╭─ Recorded data

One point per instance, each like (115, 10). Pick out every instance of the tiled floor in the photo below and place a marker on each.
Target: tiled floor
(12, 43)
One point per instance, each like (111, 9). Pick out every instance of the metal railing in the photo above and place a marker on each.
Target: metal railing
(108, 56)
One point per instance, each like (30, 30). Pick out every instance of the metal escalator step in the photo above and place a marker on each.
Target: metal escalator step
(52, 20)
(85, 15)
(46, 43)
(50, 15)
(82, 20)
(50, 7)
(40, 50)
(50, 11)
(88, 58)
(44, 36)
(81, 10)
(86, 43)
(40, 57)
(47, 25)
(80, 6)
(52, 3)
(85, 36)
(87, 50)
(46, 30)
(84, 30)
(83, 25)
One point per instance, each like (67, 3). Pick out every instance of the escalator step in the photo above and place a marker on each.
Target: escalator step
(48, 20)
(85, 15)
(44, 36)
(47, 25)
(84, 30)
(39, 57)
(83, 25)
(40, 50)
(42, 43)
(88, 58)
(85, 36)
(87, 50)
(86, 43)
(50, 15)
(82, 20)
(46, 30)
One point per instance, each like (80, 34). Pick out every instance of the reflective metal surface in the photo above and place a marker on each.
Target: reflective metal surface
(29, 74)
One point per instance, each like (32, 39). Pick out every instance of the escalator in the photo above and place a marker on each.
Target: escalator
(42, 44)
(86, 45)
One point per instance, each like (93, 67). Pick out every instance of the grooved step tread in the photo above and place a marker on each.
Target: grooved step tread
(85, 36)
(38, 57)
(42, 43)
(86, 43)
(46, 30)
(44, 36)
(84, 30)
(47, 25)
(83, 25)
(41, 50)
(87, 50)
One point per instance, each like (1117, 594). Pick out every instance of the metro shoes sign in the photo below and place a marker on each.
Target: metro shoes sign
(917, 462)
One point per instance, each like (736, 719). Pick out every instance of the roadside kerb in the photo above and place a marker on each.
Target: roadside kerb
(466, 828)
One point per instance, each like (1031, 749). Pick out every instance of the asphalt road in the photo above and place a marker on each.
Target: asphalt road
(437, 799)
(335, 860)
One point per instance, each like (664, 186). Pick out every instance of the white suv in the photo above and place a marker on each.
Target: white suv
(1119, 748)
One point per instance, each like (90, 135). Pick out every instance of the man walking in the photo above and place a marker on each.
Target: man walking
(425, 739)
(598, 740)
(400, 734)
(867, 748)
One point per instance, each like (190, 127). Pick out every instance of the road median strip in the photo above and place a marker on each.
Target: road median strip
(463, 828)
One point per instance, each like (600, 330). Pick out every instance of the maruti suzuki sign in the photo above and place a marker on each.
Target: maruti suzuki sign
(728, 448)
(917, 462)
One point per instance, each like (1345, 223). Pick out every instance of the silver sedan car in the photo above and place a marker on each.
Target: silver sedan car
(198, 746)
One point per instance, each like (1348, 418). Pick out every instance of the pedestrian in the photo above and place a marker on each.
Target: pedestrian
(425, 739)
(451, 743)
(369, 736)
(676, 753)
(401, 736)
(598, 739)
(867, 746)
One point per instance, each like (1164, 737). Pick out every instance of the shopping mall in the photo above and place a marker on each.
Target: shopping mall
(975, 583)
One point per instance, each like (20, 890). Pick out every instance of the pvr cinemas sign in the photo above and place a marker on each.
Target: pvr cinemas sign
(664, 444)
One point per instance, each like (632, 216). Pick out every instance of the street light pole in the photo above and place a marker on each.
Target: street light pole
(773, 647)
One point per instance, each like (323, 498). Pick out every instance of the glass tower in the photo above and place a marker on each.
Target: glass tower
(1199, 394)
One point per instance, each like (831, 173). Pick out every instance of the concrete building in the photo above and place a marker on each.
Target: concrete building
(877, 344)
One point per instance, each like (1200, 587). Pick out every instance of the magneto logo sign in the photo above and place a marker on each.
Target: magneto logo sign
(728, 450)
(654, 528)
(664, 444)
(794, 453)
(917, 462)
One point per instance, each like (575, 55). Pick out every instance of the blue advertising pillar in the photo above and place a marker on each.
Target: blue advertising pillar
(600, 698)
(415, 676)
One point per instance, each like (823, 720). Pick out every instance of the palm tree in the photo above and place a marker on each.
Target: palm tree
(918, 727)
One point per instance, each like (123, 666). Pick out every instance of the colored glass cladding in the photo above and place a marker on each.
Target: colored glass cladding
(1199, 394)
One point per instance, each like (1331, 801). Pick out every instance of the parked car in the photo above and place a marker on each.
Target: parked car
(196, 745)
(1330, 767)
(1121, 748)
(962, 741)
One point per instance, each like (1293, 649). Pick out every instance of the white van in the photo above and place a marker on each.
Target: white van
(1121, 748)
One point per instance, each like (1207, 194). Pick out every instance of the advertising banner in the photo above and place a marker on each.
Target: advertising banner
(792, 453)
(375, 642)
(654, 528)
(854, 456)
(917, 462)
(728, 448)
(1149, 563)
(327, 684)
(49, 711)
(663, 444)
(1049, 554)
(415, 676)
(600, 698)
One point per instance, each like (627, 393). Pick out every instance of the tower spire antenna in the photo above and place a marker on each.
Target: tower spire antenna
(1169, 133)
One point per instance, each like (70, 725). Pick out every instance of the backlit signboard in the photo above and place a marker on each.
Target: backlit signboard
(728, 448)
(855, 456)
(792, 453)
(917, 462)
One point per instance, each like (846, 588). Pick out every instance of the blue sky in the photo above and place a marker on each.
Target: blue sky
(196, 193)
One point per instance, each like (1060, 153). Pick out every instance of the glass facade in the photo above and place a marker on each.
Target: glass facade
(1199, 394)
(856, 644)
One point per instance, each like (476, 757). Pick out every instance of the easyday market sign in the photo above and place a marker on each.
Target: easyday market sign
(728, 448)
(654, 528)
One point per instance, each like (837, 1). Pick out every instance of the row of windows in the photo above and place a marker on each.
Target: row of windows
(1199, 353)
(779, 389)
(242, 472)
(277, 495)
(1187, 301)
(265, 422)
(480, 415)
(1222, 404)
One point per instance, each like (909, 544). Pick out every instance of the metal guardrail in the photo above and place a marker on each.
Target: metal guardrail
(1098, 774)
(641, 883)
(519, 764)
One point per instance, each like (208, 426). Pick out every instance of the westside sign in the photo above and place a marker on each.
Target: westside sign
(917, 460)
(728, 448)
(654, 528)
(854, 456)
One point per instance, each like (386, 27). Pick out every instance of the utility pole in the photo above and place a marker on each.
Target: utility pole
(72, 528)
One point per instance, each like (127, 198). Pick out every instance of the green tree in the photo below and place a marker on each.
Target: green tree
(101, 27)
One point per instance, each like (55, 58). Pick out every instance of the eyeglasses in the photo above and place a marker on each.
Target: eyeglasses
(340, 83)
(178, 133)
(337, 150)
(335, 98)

╰─

● Aim of the exercise:
Find out how many lines above hold "below". Write only the number.

● Result:
3